Your assignment:
The answer should match the entries that follow exactly, except that no image appears in it.

Provided material:
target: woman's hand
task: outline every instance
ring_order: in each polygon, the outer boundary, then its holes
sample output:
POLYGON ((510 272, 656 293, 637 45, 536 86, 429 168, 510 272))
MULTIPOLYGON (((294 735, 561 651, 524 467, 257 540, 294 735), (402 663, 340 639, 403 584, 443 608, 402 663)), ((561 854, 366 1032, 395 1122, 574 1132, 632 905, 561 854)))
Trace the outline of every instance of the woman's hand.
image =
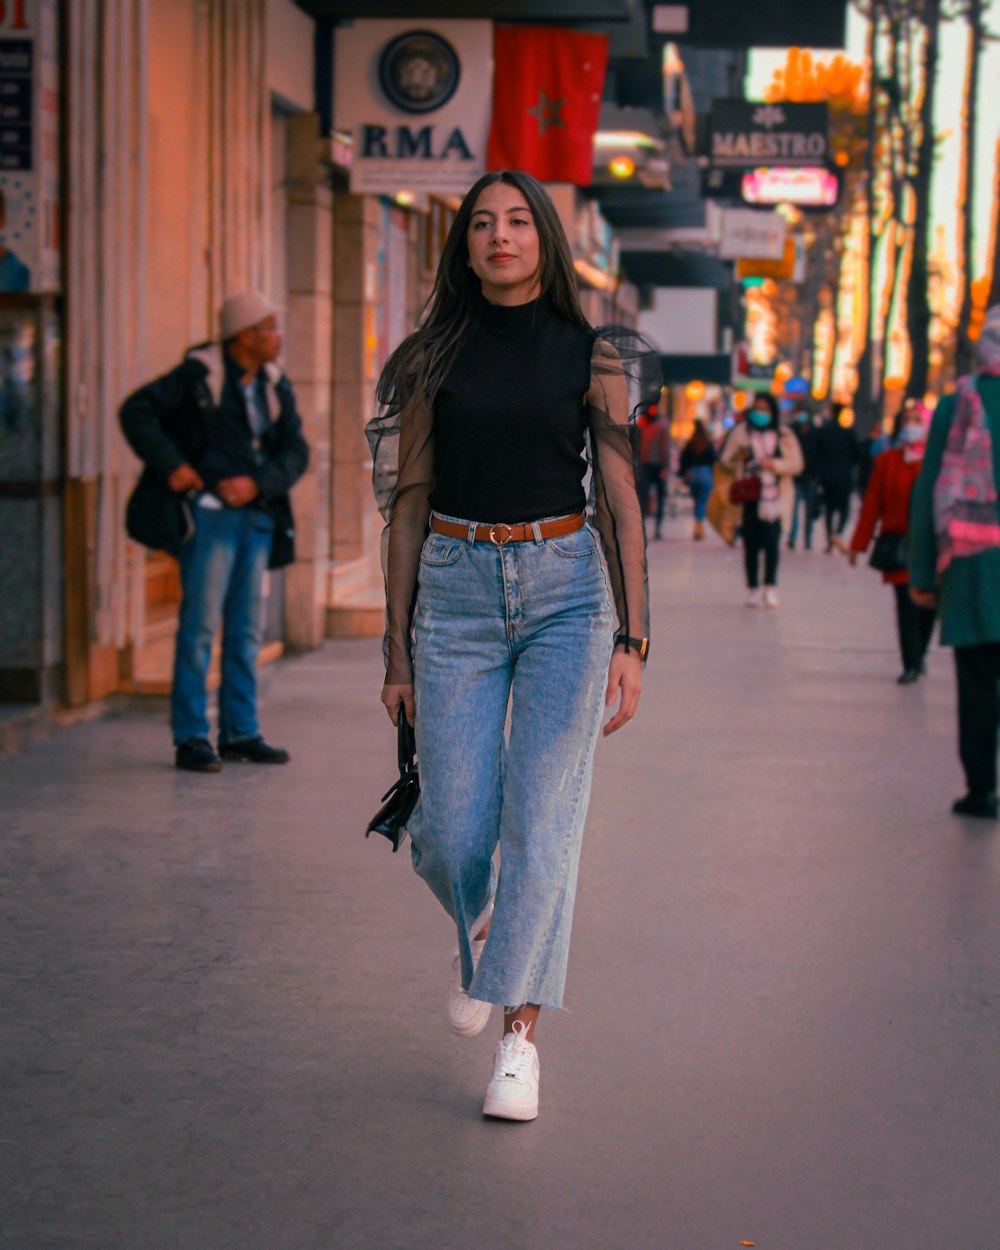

Answer box:
target: woman's hand
task: outline every instance
ring_order: in each polygon, the outer boundary, then its holes
sample output:
POLYGON ((510 272, 656 293, 637 45, 536 86, 429 168, 510 272))
MULTIPOLYGON (((294 735, 561 651, 524 467, 257 540, 294 735), (402 663, 340 639, 403 584, 443 608, 402 663)), ((561 854, 366 1032, 395 1122, 574 1132, 632 905, 561 854)))
Trace the outline of every instance of the woman's hand.
image =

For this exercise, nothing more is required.